Abstract illustation of moving fast lines and bright blurred waves.

Mathematical Biology and Stochastic Dynamics

Dr. Na Yu

In this research area, we have been actively developing theoretical/numerical approaches that are useful to solve interesting questions in complex dynamical systems with multiple time scales and noise. In collaboration with experimentalists, we have been using a variety of mathematical/physical/statistical methods to solve various biological issues. and bringing up new mathematical theorems/concepts inspired by biological systems.  

DNA, helix model medicine and network connection lines for technology concept on blue background, 3d illustration

Computational Biology

Dr. Silvana Ilie

In this area of research, we develop numerical methods to interpret biological data and to build mathematical models in Life Sciences. In particular, we focus on developing effective and accurate algorithms to understand biological systems and to solve problems within them. We study nonlinear biological systems that are either continuous and deterministic, continuous and stochastic, discrete and stochastic, or a hybrid model.

We also study cellular dynamics and genetic networks. With the recent development of experimental techniques, we are now able to explore gene regulatory networks in living cells, as well as to generate synthetic gene networks. By combining accurate mathematical models with powerful computational tools to simulate biological networks, our work provides a foundation for future developments of new technologies within biology.

Abstract colorful oil wave on water background

Interfacial Instabilities in Liquid Films

Dr. Jean-Paul Pascal

In this area of research, we work with mathematical models to study problems involving fluid flows in biological, industrial and environmental contexts. Some examples include: liquid coatings used in manufacturing, tear film covering the eyes, and mud, lava or glacial flows occurring in nature.

Liquid films are subject to hydrodynamic instability, which can result in the appearance of wavy surfaces. In some circumstances, interfacial instability is an undesirable occurrence. In others, instability can optimize a given process and provide a beneficial impact.

Our most recent work focuses on building mathematical models of gravity-driven flows of fluid films with a free surface. We incorporate important and complex factors affecting stability, such as the nature of the solid surface over which the fluid flows, evaporation/condensation, applied heating, permeability, electromagnetic fields and the presence of surfactants/contaminants.
★ ★ ★ ★ ★
Render this sentence from the research-area descriptions in Spanish: "Liquid films are subject to hydrodynamic instability, which can result in the appearance of wavy surfaces."

* [Data listing]
★ ★ ★ ★ ★
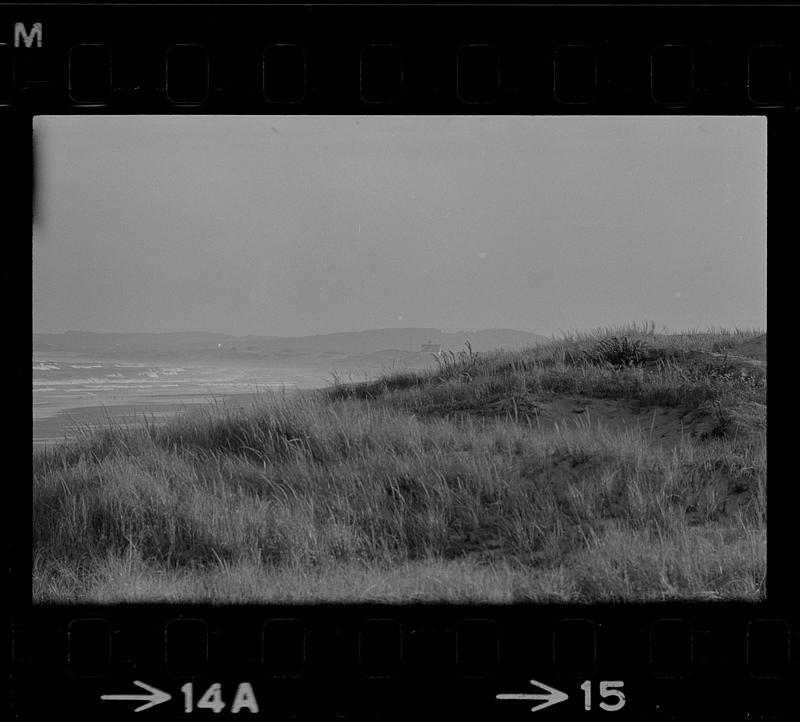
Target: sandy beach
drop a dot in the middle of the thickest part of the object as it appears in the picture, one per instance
(54, 424)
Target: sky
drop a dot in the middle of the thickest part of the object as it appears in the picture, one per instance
(298, 225)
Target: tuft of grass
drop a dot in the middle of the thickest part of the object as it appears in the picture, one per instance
(429, 486)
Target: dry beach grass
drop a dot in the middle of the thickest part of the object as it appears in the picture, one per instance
(621, 464)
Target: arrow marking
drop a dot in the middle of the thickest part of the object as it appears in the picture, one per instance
(155, 697)
(553, 696)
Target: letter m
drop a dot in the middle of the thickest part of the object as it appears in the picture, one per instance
★ ★ ★ ★ ★
* [Result below] Las películas líquidas están sujetas a inestabilidad hidrodinámica, lo que puede dar lugar a la aparición de superficies onduladas.